Leaf was arrested in February 2021 after authorities discovered his computer contained child pornography and nude images of a 15-year-old boy Leaf had met on Skype while posing as a teenager himself.

Halpern's sentence — which includes life of supervised release after Leaf's prison stint — was just above the midpoint of the five-year minimum requested by the defense and the 14 years sought by the government.

In addition to a 34-year career at Louis M. Klein Middle School in Harrison, Leaf called men's and women's basketball games at Iona College for 15 years and was known as the “Voice of the County Center” during his 39 years as the public address announcer for the Section 1 basketball playoffs. For four decades, he was a soccer referee, twice serving as president of the Westchester-Putnam Approved Soccer Officials Association.

### Given information
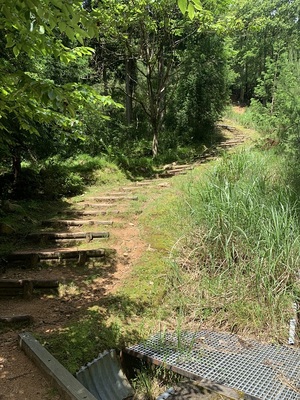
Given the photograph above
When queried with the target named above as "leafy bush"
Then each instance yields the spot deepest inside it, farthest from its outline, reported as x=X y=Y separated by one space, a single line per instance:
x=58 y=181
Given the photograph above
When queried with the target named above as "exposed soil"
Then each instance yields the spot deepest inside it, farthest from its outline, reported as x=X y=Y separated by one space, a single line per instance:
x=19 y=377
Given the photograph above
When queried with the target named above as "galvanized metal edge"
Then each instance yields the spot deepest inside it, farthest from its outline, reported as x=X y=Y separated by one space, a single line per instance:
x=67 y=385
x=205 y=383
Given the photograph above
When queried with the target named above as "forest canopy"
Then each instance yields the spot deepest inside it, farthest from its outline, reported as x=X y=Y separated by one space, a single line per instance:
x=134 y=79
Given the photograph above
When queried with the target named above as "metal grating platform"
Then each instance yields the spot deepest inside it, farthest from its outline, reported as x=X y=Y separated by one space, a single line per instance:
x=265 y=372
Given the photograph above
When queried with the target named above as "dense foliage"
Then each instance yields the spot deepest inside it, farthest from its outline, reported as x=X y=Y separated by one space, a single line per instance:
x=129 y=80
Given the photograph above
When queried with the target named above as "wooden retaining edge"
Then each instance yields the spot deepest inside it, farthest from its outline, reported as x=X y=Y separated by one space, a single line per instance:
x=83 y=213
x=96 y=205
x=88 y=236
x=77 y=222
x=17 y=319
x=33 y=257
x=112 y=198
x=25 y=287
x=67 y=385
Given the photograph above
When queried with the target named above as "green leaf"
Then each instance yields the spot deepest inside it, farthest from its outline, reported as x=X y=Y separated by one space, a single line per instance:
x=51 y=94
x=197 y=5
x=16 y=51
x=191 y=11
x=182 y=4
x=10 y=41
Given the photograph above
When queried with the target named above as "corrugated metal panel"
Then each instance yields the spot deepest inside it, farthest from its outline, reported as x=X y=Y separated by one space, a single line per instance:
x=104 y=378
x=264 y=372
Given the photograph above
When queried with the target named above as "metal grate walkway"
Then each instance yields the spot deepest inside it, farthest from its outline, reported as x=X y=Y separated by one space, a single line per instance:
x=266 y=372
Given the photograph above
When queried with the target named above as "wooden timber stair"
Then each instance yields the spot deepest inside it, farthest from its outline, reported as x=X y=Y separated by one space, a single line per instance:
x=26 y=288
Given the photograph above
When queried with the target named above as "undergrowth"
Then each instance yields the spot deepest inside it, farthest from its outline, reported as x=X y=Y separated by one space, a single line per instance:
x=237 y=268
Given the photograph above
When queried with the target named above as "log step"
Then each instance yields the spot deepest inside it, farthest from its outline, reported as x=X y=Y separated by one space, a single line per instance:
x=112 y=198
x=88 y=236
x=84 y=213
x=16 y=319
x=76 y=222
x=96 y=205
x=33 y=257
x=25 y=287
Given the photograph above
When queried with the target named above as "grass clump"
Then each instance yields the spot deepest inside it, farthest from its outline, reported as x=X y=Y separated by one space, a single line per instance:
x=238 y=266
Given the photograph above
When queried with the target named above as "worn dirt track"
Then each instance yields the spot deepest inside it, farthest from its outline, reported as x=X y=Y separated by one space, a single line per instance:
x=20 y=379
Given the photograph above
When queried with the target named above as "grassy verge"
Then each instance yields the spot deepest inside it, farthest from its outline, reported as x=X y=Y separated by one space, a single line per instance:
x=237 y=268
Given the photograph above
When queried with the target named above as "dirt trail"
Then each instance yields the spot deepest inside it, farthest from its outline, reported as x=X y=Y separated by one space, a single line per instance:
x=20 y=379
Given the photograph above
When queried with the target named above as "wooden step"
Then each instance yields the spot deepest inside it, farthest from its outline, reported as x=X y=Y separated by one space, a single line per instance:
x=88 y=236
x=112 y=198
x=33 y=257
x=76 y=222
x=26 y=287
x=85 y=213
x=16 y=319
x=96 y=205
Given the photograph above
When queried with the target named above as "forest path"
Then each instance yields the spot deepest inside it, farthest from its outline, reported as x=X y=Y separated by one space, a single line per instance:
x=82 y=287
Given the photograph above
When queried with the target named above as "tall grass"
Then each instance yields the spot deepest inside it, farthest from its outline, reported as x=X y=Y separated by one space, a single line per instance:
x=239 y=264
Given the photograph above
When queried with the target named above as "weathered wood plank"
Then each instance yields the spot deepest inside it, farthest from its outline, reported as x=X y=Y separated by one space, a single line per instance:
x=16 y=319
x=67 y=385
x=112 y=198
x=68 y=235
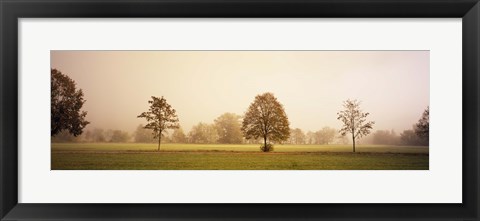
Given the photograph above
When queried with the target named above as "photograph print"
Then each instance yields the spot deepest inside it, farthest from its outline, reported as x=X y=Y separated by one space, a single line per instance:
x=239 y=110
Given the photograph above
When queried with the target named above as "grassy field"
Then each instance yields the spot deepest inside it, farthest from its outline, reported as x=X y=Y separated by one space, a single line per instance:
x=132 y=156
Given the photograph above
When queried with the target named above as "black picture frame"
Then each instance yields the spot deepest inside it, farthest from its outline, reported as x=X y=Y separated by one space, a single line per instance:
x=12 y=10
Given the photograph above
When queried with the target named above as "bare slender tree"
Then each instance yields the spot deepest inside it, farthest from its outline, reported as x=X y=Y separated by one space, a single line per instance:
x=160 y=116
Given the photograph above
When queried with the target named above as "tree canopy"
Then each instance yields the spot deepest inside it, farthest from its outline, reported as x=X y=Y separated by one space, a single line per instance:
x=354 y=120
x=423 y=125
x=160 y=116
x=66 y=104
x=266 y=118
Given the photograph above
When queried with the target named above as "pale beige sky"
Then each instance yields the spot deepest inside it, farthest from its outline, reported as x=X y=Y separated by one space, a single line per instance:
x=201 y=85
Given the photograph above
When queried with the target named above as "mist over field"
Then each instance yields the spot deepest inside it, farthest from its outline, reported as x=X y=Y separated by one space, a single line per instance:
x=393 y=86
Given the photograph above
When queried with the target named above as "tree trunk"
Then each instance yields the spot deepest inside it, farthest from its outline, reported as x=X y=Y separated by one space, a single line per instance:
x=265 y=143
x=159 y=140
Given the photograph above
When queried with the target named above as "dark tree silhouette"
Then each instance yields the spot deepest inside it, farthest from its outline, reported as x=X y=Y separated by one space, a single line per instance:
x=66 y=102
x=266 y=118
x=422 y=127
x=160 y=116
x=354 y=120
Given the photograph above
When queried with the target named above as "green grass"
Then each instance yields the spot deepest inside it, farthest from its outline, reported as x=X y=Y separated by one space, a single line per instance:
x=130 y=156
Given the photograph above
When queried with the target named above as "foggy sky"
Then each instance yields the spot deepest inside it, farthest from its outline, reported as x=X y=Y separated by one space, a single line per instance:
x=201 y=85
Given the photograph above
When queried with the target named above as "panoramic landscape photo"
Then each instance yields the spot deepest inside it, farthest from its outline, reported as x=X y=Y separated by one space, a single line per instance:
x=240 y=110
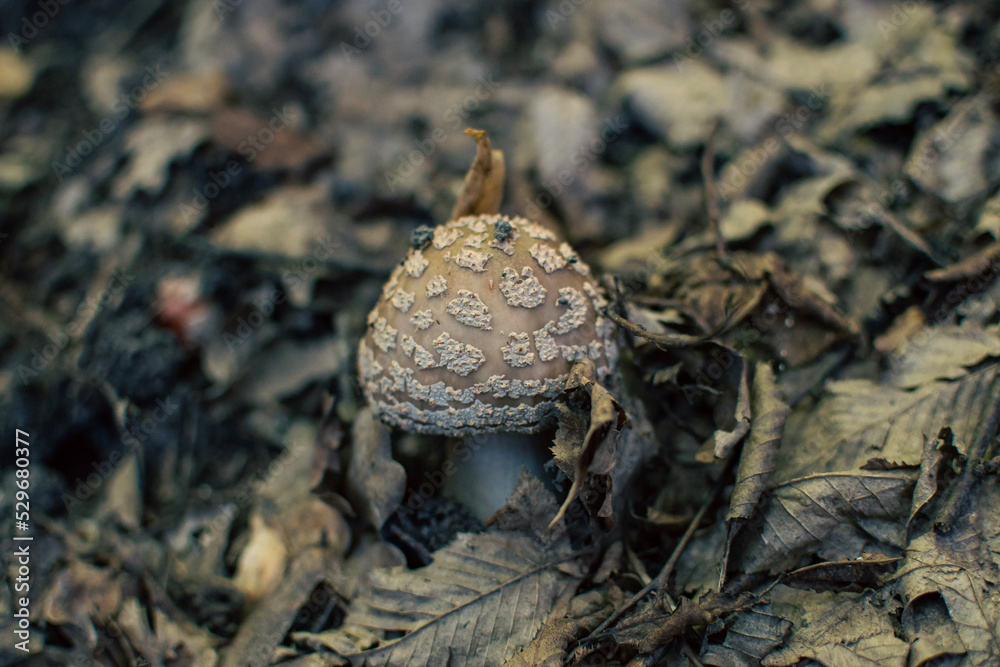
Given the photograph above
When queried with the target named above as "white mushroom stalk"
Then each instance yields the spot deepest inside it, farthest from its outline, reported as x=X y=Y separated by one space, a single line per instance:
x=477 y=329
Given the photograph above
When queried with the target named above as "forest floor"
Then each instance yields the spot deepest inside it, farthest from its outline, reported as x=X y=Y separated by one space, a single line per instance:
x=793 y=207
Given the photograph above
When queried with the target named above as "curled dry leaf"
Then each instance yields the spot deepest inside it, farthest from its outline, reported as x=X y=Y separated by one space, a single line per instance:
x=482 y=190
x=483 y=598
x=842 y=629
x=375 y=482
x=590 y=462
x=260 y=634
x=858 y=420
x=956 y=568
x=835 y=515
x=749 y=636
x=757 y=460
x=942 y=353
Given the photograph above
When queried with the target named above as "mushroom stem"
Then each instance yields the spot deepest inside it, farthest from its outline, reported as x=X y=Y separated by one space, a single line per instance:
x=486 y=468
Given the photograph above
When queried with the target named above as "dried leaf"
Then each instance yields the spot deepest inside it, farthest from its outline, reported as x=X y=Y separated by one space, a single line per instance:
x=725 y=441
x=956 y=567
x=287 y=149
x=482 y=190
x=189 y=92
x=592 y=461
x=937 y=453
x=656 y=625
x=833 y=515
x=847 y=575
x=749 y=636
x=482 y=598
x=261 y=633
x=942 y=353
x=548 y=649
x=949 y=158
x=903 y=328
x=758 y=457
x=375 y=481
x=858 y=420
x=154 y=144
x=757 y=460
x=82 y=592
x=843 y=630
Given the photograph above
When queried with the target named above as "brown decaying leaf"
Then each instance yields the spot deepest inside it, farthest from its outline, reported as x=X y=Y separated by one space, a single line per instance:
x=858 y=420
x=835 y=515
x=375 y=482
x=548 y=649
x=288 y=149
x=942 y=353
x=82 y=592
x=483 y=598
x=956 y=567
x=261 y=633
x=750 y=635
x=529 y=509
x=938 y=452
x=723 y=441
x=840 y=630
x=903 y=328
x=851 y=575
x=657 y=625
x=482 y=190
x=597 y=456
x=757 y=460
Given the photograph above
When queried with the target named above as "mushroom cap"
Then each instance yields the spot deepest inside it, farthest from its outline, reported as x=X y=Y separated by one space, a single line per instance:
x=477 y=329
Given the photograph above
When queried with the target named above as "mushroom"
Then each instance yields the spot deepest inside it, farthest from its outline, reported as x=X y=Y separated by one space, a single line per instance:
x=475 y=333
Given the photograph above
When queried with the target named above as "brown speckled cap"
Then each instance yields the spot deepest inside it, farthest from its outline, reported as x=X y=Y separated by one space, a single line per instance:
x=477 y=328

### Task instructions
(1) In the news report about Leaf's sentencing, for how many years was he the public address announcer for the Section 1 basketball playoffs?
(2) Continue the news report about Leaf's sentencing from its last sentence.

### Task-by-task answers
(1) 39 years.

(2)
Those accomplishments earned him induction into the Westchester Sports Hall of Fame in 2017. But his induction was stripped last year after he pleaded guilty in the criminal case. In a recent letter to the judge asking for leniency, Leaf called his induction the proudest day of his life but said he understood the decision to remove his Hall of Fame plaque “because I have not met the high standards expected of inductees.”

In prepared remarks to the court Tuesday, Leaf apologized to those he had disappointed and thanked two friends he said had stood by him when most others had not. He choked up as he turned to the gallery to thank his sister and brother-in-law for their support and apologized for being such a burden to them these past three years when they should have been enjoying their retirement.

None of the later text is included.